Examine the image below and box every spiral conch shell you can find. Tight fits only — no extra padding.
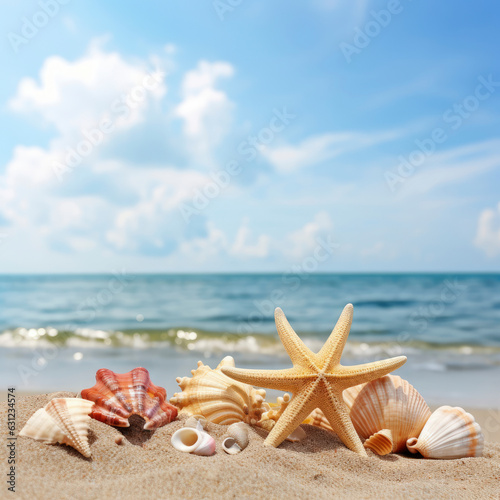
[81,367,178,430]
[406,406,484,459]
[222,422,249,454]
[170,356,269,425]
[171,421,216,456]
[19,398,94,457]
[344,375,432,455]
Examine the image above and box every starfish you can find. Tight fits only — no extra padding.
[221,304,407,455]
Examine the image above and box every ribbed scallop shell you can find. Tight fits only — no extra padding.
[303,407,333,433]
[170,356,268,425]
[406,406,484,459]
[19,398,94,457]
[81,367,177,430]
[344,375,431,455]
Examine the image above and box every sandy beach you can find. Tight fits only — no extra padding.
[2,392,499,500]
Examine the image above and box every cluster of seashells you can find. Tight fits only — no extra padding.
[18,362,484,461]
[170,416,249,456]
[20,367,178,457]
[170,356,291,431]
[305,375,484,459]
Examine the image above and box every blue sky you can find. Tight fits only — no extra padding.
[0,0,499,273]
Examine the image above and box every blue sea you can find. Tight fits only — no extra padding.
[1,273,499,408]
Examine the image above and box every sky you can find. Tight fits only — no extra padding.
[0,0,499,273]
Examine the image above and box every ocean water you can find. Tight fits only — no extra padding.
[0,273,499,408]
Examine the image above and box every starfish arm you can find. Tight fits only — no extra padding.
[330,355,407,389]
[318,394,366,456]
[317,304,354,371]
[274,308,316,367]
[264,385,318,447]
[221,366,305,392]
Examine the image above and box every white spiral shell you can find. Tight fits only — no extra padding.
[171,425,216,456]
[222,422,249,454]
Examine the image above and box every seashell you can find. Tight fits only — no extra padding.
[222,422,249,454]
[19,398,93,457]
[171,426,216,456]
[81,367,177,430]
[115,435,124,445]
[343,375,431,455]
[406,406,484,459]
[303,407,333,433]
[170,356,268,425]
[184,415,208,430]
[286,426,307,443]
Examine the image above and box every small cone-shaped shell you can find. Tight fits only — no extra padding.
[20,398,94,457]
[170,356,268,425]
[223,422,249,454]
[343,375,431,455]
[184,415,207,430]
[81,367,177,430]
[364,429,393,456]
[286,426,307,443]
[406,406,484,459]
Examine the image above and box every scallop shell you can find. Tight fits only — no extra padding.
[406,406,484,459]
[345,375,431,455]
[222,422,249,454]
[81,367,177,430]
[303,407,333,433]
[171,426,216,456]
[170,356,268,425]
[19,398,94,457]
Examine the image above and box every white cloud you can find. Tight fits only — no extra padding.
[261,130,399,173]
[0,146,58,226]
[2,41,241,259]
[175,60,235,166]
[230,221,270,258]
[179,222,228,262]
[398,139,500,196]
[475,202,500,257]
[284,211,334,260]
[9,40,166,138]
[106,169,211,254]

## PROMPT:
Leaving out the pictures, return the records exactly as given.

## TASK RESPONSE:
Examine the image below and box every spiral conch shell you can find. Tight fits only — no extra padding.
[81,367,178,430]
[406,406,484,459]
[222,422,249,454]
[170,356,269,425]
[171,421,216,456]
[19,398,94,457]
[344,375,432,455]
Examine the image above and box every starfish you can find. Tight fits only — no extra padding.
[221,304,407,455]
Examine the image above and box every ribbed scallop shell you can find. Tight fits only — no extra padding.
[303,407,333,433]
[170,356,268,425]
[406,406,484,459]
[19,398,94,457]
[81,367,177,430]
[344,375,431,455]
Examine the image above and box every sandy beach you can find. Tight fits only — no extra padding.
[2,392,499,500]
Examine the image above and box every cluster of seashells you can find. Tight fits only — no extra padding.
[18,362,484,461]
[170,416,249,456]
[20,367,178,457]
[170,356,291,431]
[305,375,484,459]
Examine the image above and box every blue sky you can find. Tight fits only — no extra padding.
[0,0,499,273]
Examine the image above and box every blue sea you can find. Tight fits only — no extra padding.
[1,273,499,408]
Examine the image above and box every sky you can find. Tight fits only — no extra padding.
[0,0,499,273]
Examine the image above and box every ocean water you can find. Tight fits only — no extra padding.
[0,273,499,408]
Examine the image above and box every starfish arm you can find. Tight fits only — no extra padding.
[330,355,407,389]
[318,394,366,456]
[317,304,354,371]
[274,308,316,367]
[264,385,318,447]
[221,366,305,392]
Examine the image above and box every white spiral shell you can find. Tight fits only — no extra padding.
[171,425,216,456]
[222,422,249,454]
Examine the image above and box every seashell you can find. Tight fits only — no extra padding.
[222,422,249,454]
[19,398,93,457]
[171,426,216,456]
[81,367,177,430]
[115,435,124,445]
[343,375,431,455]
[406,406,484,459]
[303,407,333,433]
[170,356,268,425]
[184,415,208,430]
[286,426,307,443]
Examine the image above and box every small cone-shaped shell you can find. Tight fits only — no extra padding.
[20,398,94,457]
[170,356,268,425]
[223,422,249,454]
[343,375,431,455]
[184,415,207,430]
[81,367,177,430]
[364,429,393,456]
[286,426,307,443]
[406,406,484,459]
Examine the image above and box every scallop shell you can find. Tight fits only — no extra padding.
[406,406,484,459]
[345,375,431,455]
[222,422,249,454]
[81,367,177,430]
[303,407,333,433]
[171,426,216,456]
[170,356,268,425]
[19,398,94,457]
Examine the image above and box every white cloud you can find. Tight fits only — no extra padding.
[261,130,399,173]
[0,146,58,226]
[2,41,241,259]
[175,60,235,166]
[230,221,270,258]
[179,222,228,262]
[398,139,500,196]
[475,202,500,257]
[284,211,334,260]
[9,40,166,138]
[106,169,211,254]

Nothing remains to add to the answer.